Men marry women thinking they won't change and they do
Women marry men thinking they will change and they don't or if they do it is very very slowly. (my case. LOL)
 
SOMETIMES....

I seen awful lot of that, 'I'm going to change him' stuff. I have seen SOME cases though where people are just crazy about each other and live their lifestyles to suit themselves and each other is fine with that.

I knew this one old piano refinisher that honestly acted like a slow teenager but she was obviously nuts about him. And, there are 'kept' women' also, 'kept men.' and their arrangement is that she'll make the living, and he'll make the living worthwhile.

Anyway, hardly anything applies to the whole population. Some people are.....different.:)
 
I have a doctorate. My wife has a GED. We are 16 years apart in age. We have been happily married for 30 years and our relationship is the envy of many more "closely matched" couples. I agree with Watchdog, and there probably isn't anything you can do about the situation anyway. "Give me the serenity to accept the things I cannot change, the courage to change the things I can, and the wisdom to know the difference" has been good advice to me in many situations.
 
Men have been doing this for years!

### SUPPLIED RECORDS:
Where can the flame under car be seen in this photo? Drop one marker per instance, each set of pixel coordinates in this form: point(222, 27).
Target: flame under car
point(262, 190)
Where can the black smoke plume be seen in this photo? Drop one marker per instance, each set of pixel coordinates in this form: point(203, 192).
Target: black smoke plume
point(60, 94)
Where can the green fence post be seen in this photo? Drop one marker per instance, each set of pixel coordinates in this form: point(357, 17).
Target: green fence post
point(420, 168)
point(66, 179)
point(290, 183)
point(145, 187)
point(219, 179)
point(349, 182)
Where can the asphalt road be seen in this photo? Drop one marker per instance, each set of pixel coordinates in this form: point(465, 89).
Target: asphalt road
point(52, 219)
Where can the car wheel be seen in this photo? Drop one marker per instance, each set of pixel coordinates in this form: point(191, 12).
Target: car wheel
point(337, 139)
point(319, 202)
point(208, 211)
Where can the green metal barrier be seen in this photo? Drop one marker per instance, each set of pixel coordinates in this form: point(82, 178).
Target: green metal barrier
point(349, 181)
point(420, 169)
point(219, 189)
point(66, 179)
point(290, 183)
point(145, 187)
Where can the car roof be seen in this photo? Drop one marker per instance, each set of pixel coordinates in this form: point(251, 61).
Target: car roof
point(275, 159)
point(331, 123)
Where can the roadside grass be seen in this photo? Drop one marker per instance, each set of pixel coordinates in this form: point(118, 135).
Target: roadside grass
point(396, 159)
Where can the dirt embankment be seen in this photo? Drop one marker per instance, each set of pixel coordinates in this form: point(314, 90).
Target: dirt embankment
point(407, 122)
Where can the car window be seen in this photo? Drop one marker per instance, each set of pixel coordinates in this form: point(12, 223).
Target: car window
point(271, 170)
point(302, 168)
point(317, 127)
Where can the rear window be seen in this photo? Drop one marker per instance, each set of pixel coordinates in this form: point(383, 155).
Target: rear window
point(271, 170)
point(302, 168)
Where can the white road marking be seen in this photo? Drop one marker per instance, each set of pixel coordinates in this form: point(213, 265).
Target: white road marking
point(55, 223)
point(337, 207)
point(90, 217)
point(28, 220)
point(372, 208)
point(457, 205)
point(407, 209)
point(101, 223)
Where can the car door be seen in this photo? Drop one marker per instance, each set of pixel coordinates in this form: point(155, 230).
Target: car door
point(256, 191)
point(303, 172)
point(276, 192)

### EXERCISE 1:
In the marriage thread, how long has the poster with a doctorate been happily married?
### EXERCISE 2:
Carry on the marriage thread from its last line, keeping the same casual forum voice.
The data is separate material with no connection to the marriage thread.

### EXERCISE OUTPUT 1:
Thirty years.

### EXERCISE OUTPUT 2:
A 27 year old woman, attractive, smart, in veterinary school so she will have a high paying career, wants to marry a man the same age, who barely graduated high school, been laying around for past 9 years at parents' house not working, not going to college, not doing much of anything? He has never had a job in his life. Has never had his own apartment. Has never accomplished anything. Shows no motivation to do a damn thing with his life.

Why would a driven, intelligent woman want to marry a bum? Why is she happy supporting him? What am I missing?
 
There's a lot of things I can't explain and I found that trying to only makes my head hurt.

I hope she wakes up sooner than later.

My wife had a good one when her God Daughter was messing up in a one way relationship. "Well, There goes Jessie's first Porsche". And that's just about what it cost her before she had enough.